Region pointing data:
== == ==

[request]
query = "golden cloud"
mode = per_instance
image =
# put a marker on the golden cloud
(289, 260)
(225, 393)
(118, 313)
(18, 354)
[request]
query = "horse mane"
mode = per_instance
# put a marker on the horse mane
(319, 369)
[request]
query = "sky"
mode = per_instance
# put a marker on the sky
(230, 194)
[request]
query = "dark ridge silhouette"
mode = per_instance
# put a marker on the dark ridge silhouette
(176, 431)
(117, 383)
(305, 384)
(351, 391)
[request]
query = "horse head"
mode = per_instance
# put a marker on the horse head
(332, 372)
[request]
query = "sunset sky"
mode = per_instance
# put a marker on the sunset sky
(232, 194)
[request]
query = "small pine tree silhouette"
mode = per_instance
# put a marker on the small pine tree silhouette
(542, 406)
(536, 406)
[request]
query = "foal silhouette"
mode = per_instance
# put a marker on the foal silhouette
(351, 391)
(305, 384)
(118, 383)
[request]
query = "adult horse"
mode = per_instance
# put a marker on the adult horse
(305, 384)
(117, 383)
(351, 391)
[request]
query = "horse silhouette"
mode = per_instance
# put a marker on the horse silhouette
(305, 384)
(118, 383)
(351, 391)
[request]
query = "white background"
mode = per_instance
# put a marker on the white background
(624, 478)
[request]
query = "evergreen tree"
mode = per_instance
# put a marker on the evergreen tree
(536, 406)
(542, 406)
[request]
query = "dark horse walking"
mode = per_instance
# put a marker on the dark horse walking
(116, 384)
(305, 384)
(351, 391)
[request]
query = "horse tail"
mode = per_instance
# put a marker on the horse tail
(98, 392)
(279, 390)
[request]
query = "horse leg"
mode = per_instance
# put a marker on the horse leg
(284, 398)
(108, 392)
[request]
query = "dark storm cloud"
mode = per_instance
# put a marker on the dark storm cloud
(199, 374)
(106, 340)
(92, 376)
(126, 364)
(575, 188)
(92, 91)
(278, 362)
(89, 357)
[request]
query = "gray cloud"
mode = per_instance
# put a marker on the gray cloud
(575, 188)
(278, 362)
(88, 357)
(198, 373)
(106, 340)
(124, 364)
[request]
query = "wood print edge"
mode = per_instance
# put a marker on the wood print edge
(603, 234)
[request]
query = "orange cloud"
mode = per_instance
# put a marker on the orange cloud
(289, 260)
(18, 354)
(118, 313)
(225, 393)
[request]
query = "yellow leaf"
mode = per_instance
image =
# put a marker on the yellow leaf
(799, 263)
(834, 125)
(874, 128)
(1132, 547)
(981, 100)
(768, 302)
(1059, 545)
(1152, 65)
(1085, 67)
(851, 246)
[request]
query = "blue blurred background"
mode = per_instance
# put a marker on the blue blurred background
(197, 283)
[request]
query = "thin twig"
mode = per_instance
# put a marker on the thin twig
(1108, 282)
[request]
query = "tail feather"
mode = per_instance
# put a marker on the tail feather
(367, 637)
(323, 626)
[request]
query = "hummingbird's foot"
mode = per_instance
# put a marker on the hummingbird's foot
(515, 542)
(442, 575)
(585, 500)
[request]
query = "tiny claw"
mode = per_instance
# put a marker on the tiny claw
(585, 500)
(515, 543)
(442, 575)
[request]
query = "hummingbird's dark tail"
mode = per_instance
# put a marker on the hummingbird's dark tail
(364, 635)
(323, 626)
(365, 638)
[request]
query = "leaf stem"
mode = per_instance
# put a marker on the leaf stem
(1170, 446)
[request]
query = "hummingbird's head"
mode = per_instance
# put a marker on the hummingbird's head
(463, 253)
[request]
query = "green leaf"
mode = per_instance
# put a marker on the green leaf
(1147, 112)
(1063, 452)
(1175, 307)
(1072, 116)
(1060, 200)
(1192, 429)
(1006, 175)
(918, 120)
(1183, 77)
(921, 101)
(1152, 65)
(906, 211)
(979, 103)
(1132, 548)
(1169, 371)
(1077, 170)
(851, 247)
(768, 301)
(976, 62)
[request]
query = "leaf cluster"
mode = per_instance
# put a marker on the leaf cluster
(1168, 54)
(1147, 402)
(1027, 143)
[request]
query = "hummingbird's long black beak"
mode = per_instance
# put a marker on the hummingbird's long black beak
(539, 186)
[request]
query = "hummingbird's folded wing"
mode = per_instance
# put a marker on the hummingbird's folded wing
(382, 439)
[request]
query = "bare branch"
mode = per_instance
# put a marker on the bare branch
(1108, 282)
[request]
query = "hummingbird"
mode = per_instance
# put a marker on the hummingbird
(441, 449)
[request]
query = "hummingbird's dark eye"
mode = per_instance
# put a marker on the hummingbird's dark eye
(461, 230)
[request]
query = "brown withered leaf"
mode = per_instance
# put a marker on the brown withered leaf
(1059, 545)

== == ==

_Requirement_
Print nothing but the lines from the one that contains "# put a marker on the hummingbird's head" to the final line of the data, both included, exactly as they read.

_Answer area_
# put a marker on the hummingbird's head
(463, 253)
[request]
query = "green leaf"
mode = per_instance
# put a marker on the green leaf
(1147, 112)
(1063, 452)
(1175, 307)
(1072, 116)
(1060, 200)
(1192, 429)
(1006, 175)
(918, 120)
(1183, 77)
(921, 101)
(1152, 65)
(906, 211)
(979, 103)
(1132, 548)
(1169, 371)
(1077, 170)
(851, 247)
(768, 301)
(976, 62)
[request]
query = "leaf cluster"
mode = per_instance
# put a marker on the leaf cluster
(1168, 54)
(1147, 402)
(1027, 143)
[request]
query = "hummingbird's long black beak"
mode = per_instance
# put a marker on the hummingbird's long black beak
(539, 186)
[request]
query = "hummingbird's folded wing"
mode = per_instance
# put a marker on the hummingbird's folded wing
(382, 439)
[request]
query = "bare branch"
mode = per_instance
# put a marker on the bare branch
(1108, 282)
[request]
query = "hummingbird"
mode = per_instance
# put a marker on the hummingbird
(441, 449)
[request]
query = "hummingbird's dark eye"
mode = per_instance
# put a marker on the hummingbird's dark eye
(461, 230)
[request]
query = "brown withered leaf"
mode = per_instance
# put a marker on the brown withered leaf
(1059, 545)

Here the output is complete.